▶ _Short task_: Reproduce every line of the listing below with the requests included, and scale each coordinate in the answer boxes by 0.95, rounding to whole numbers with halves rounded up. Leave the pictures out.

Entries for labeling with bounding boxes
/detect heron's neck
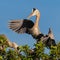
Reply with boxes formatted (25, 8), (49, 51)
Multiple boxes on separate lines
(35, 14), (40, 27)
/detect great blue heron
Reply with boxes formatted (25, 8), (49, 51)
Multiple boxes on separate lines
(9, 8), (42, 38)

▶ _Exercise answer_:
/detect heron's neck
Reply with boxes formatted (25, 8), (49, 51)
Multiple boxes on separate lines
(33, 13), (38, 26)
/detect great blue heron
Reply with boxes formatted (25, 8), (49, 51)
Multiple boxes on separate lines
(9, 8), (40, 36)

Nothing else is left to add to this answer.